● Exercise task: Rewrite the entries below with each "keypoint" changed to "anchor point" and everything else left as is. Don't include the pictures in your answer.

● Dataset records:
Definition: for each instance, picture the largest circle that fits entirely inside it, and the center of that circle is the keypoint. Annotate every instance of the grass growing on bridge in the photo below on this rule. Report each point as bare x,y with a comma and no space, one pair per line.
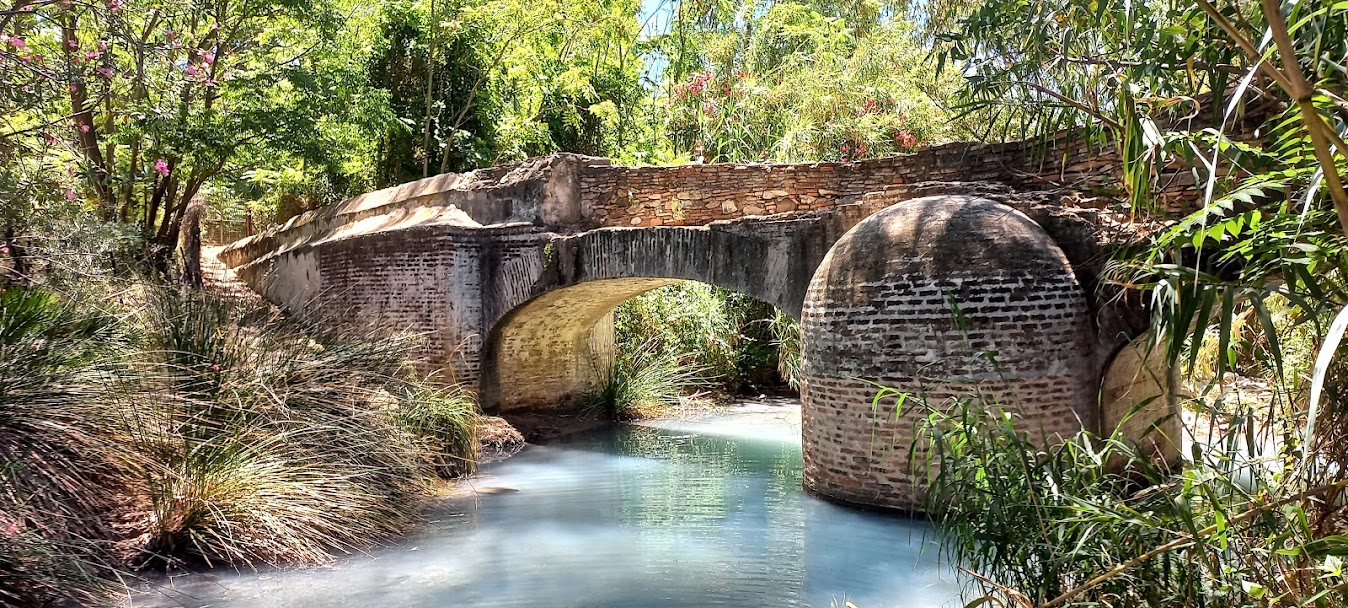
184,429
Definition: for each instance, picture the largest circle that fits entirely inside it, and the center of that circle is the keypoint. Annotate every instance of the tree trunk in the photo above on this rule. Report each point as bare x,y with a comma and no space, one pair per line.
190,246
19,270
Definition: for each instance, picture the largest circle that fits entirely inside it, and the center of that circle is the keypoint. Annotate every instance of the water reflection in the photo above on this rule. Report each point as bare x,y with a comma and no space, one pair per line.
635,517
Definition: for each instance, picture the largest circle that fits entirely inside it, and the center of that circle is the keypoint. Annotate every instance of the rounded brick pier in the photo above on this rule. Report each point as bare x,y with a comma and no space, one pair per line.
938,297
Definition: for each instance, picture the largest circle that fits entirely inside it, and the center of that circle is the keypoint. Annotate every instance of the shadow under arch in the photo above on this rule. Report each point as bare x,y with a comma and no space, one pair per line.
550,349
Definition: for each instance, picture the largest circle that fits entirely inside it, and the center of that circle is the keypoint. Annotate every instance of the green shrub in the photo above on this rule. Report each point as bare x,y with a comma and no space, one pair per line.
731,337
446,425
54,456
1049,526
645,383
266,441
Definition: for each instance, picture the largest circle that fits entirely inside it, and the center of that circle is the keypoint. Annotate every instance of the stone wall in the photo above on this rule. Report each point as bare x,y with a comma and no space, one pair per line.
693,194
941,298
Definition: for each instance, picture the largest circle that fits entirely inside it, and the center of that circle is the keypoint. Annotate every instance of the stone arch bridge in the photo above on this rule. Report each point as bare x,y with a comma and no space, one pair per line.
511,274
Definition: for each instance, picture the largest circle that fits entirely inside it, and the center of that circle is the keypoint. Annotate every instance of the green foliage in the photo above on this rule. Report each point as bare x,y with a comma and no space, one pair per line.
723,333
1093,522
53,452
445,421
189,429
798,85
643,382
268,444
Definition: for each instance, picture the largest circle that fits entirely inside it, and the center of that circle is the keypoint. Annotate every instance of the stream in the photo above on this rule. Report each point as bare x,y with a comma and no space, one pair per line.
662,514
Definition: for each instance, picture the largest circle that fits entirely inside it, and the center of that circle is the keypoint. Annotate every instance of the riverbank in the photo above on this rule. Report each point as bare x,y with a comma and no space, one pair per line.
671,512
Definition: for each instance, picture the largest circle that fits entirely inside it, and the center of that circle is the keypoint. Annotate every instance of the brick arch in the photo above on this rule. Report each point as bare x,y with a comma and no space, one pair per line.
552,347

● Result:
Definition: for each instance, picture the largest circle that fits entirely inside it, and the center of that circle is the anchor point. Annotate every instance of the grass growing on bridge in the photo below on this rule. Report each point as bare x,y with a comma and no space, one pair per line.
184,429
Definition: for each instance, picture the largest circle that fits entirely inside it, and the center of that circle is the anchor point. Annotate every instance of the tree trunk in the photo above on this rule. Report each point as bare x,y with a comma and no space, one pair per line.
190,246
19,270
Definition: for each instance, picture the largest circle that fits entirely inside it, and the center of that circle is the anchor point. Annotate every instance of the water reflection in the photo above on this rule. Report each point as bare x,y with a comma and no space, one pair per line.
635,517
Definition: for each instance, picture the largest circle that fits entirely inside it, and the center of that circle is the anchor point. Annotate every instance of the rounded brick pier in the photo above on this rule. Report each point as bare x,y with a comma and no space, one pair per line.
938,297
Definition: for each instance, picture the largest circle that fits entirely inside it, and the center of that circle is the anchor point. Annotate every instance of the shadow under arch in the photo above on this rule. Report each point as bare x,y with a comma and no space, one pair per line.
550,349
Definition: for each instance, picture the largest circle that fits entirely inside it, and the center of that circle is the anchor point. Annotate every instance of the green shrub in the photo above on this rule. Report each point as bare x,y with a comma and no space, one pair per line.
731,337
446,425
54,456
1049,526
645,383
266,441
Definition: for each instance, picture the largest circle that fits entirely inside it, and the center of that circle is the anchor point. Annotate every instance of the stone wall in the photo above on this rule. Report each point as bare x,y with a comma and no space, one pair per line.
693,194
941,298
Definition: for each instance, picture the largest circle that fits entirely inside it, and the center of that circle is the anchor point. Annotate every instance of the stone arch bridge in the photo above on this rule. Report each point as bare x,y with a comma and no space, one pair per line.
511,274
Definition: for each instance, picture the largest circle that fits entirely inside it, and the center of that circle is the anchor point. Annotate every instance of the green foliage in the photo above on this rule. Report each point as bare x,y with a comma and no space, one pair per line.
723,333
1093,522
53,452
445,421
189,429
798,85
643,382
268,444
Definition: for each instance, picture the largest circle that fits entirely inside it, and the center of that circle is the anchor point. Annotate every instance of the stream in the photo above on this rule. Report each point as bare x,y with a comma and no space, one pair per line.
662,514
Definition: for each instance, picture the largest circle that fits entirely inside it, and the center of that circle is the anchor point. Annotate every instance of the riverbank in the photo above on this rule. Report each point as bare x,y with a comma and no space, one pair per line.
671,512
Definition: for each instance, picture the largest circle that fits entirely inside it, and the center of that circle is the anchor point. Annotate every instance of the brick arch in the photo above on this rule. Report each point as bare x,y with a comma and no space, one pair per line.
552,347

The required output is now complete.